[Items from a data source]
:::::

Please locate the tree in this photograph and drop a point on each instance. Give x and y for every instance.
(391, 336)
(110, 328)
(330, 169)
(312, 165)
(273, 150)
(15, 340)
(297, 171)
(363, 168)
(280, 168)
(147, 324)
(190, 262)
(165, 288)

:::::

All of the entries above must be output word for word.

Please locate the tree in this photograph and drop a point on each instance. Give x and y for every instance.
(391, 336)
(110, 328)
(330, 169)
(312, 165)
(273, 150)
(15, 340)
(297, 171)
(363, 168)
(280, 168)
(147, 324)
(190, 262)
(165, 288)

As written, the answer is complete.